> [Exercise description]:
Exactness is required throughout. Return every record once more.

> [Stored records]:
# # # #
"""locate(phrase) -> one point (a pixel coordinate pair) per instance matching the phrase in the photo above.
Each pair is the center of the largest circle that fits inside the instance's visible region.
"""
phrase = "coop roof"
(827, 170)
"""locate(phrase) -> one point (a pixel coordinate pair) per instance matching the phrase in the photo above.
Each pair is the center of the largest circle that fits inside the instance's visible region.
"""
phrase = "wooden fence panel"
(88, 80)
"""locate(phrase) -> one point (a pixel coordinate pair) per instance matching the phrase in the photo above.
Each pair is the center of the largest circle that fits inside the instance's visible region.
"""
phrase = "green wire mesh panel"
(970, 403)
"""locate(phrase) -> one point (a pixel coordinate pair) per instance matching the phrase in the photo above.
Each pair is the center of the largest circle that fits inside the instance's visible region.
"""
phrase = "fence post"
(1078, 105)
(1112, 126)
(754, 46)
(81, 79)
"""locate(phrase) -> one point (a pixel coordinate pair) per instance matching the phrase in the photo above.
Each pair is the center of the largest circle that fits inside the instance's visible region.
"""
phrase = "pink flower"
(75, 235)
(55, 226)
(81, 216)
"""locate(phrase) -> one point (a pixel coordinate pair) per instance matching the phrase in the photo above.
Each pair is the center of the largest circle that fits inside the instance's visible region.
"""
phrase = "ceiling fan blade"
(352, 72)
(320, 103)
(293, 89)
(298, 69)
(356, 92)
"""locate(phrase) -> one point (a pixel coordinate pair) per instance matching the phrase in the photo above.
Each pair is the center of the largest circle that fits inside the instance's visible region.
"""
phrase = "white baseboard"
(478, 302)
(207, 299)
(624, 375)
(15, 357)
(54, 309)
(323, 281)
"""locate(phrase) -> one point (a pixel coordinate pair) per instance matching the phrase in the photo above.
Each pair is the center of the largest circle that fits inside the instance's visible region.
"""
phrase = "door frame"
# # # #
> [Task response]:
"""locate(phrase) -> one point (a pixel coordinate pair) per instance matching the phrase in the photo above.
Each pair is the center of the largest circle that fits inside the instance's visible region.
"""
phrase = "coop roof"
(827, 170)
"""locate(phrase) -> one point (a pixel coordinate pair) per instance matching the phrase in the photo above.
Each pair is the center of the largest circle that fits inside the instance's visible region.
"""
phrase = "wooden fence panel"
(88, 80)
"""locate(phrase) -> one point (a pixel coordinate pair) per instance matching the phrase in the photo above.
Each pair is the center of the largest circle that fits inside the instance's visible region.
"""
phrase = "green wire mesh panel"
(970, 403)
"""locate(phrase) -> one point (a pixel coordinate pair) per instance matching the phrase in the photo above.
Each pair is the center of the largest circle that fits inside the instance's visible region.
"""
phrase = "fence post"
(1078, 105)
(1112, 126)
(754, 46)
(81, 79)
"""locate(phrase) -> one point (a pixel coordinate pair) per instance matching the phrase in the photo above.
Each pair is the center of the largest circle that fits inside the instance's visible region.
"""
phrase = "pink flower"
(75, 235)
(55, 226)
(81, 216)
"""locate(phrase) -> one point (a pixel coordinate pair) per instance matching the phrase in the photo above.
Each pair is the center of the largest circle that fits inside the instance's visible region.
"""
phrase = "ceiling fan blade"
(352, 72)
(320, 103)
(293, 89)
(298, 69)
(356, 92)
"""locate(phrase) -> one point (a pixel coordinate pair) per instance matching the phrase in the photo above.
Each pair is the center of the largest circle that fits inside the instance's visible region.
"""
phrase = "white baseboard"
(478, 302)
(207, 299)
(624, 375)
(15, 357)
(54, 309)
(323, 281)
"""locate(phrase) -> one point (a pixel coordinate pair) per instance matching the phrase in the photo above.
Each pair is the center of the largest circle that fits inside the instance's visible region.
"""
phrase = "door frame"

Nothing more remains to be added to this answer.